PROVIDED TEXT:
In May 2025, the airport also announced a partnership with Uber for last mile travel from the airport, including dedicated pick-up zones, on-ground assistance and wayfinding support. In December 2024, it separately announced a partnership with Mahindra Logistics Mobility to provide an all-electric taxi fleet from the terminal kerbside.

===Road===
The airport's principal road access is via the Yamuna Expressway. Regional road access is also provided through NH 44 and NH 34.

A major planned road project is the greenfield connectivity corridor from the Delhi-Faridabad-Ballabhgarh-Sohna spur of the Delhi–Mumbai Expressway to the airport. In March 2026, the Cabinet Committee on Economic Affairs approved the revised cost estimate for this 31.42 km project corridor, of which about 11 km is to be developed as elevated highway. The corridor would improve direct connectivity from South Delhi, Faridabad and Gurugram to the airport and would intersect the Eastern Peripheral Expressway, the Yamuna Expressway and the Dedicated Freight Corridor.

In October 2025, YEIDA had approved a ₹1,700 crore, 25 km eastern-side access road from Greater Noida West near Char Murti to the airport, intended to improve access from Greater Noida West and Ghaziabad.

===Railway===
====Metro====

- Greater Noida–Noida Airport Metro (planned): an extension from the existing Noida Aqua Line towards Noida International Airport.

- Ballabhgarh–Noida Airport Metro (proposed): an extension from the Delhi Metro Violet Line via Palwal to Jewar airport.

==== Semi-high-speed rail ====

- Ghaziabad–Jewar RRTS (planned): a 71.1 km rapid rail corridor with 11 stations, to be developed in two phases.

TASK OBJECTIVE:
Duplicate word for word the part of the airport transport text that begins at "In October 2025, YEIDA" and ends after "Noida International Airport.".

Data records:
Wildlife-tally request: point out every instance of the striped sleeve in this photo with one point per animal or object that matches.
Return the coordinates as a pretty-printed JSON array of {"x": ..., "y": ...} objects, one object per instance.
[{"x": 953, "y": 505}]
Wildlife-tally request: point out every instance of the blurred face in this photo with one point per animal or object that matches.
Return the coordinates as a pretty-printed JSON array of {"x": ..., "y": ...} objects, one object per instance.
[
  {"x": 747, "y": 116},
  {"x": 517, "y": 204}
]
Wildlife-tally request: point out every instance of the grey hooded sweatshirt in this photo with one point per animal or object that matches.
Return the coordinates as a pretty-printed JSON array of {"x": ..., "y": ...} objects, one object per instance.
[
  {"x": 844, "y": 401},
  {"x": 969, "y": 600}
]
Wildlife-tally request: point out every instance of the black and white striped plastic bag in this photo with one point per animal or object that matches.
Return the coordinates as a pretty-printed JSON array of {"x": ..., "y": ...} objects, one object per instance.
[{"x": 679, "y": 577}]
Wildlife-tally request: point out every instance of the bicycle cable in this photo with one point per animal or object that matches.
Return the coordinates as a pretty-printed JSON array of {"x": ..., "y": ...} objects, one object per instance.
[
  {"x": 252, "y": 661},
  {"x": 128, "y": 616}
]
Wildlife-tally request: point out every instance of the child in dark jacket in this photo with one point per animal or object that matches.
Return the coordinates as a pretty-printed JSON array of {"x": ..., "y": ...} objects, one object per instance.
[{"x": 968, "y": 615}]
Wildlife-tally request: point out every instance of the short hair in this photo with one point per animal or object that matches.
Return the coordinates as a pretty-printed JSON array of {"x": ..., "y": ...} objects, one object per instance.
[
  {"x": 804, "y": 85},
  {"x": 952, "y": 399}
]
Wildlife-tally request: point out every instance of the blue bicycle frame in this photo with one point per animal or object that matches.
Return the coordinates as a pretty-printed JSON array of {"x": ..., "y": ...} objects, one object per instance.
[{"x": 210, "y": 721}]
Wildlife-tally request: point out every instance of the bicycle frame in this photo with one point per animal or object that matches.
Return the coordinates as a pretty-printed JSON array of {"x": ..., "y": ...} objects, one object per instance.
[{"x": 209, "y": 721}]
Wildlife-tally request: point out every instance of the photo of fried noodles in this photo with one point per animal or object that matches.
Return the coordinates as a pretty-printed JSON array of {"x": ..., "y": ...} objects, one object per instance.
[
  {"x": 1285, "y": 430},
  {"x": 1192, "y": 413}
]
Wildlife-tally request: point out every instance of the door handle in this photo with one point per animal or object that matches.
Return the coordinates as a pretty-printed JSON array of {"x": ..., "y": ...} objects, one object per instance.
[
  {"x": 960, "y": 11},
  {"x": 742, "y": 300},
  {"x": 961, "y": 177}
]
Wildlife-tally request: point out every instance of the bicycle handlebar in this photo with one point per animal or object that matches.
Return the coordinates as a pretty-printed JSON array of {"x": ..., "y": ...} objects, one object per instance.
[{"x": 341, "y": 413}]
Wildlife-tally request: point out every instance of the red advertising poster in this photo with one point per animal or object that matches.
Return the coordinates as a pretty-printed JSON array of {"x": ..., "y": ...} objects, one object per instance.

SOLVED PROBLEM:
In October 2025, YEIDA had approved a ₹1,700 crore, 25 km eastern-side access road from Greater Noida West near Char Murti to the airport, intended to improve access from Greater Noida West and Ghaziabad.

===Railway===
====Metro====

- Greater Noida–Noida Airport Metro (planned): an extension from the existing Noida Aqua Line towards Noida International Airport.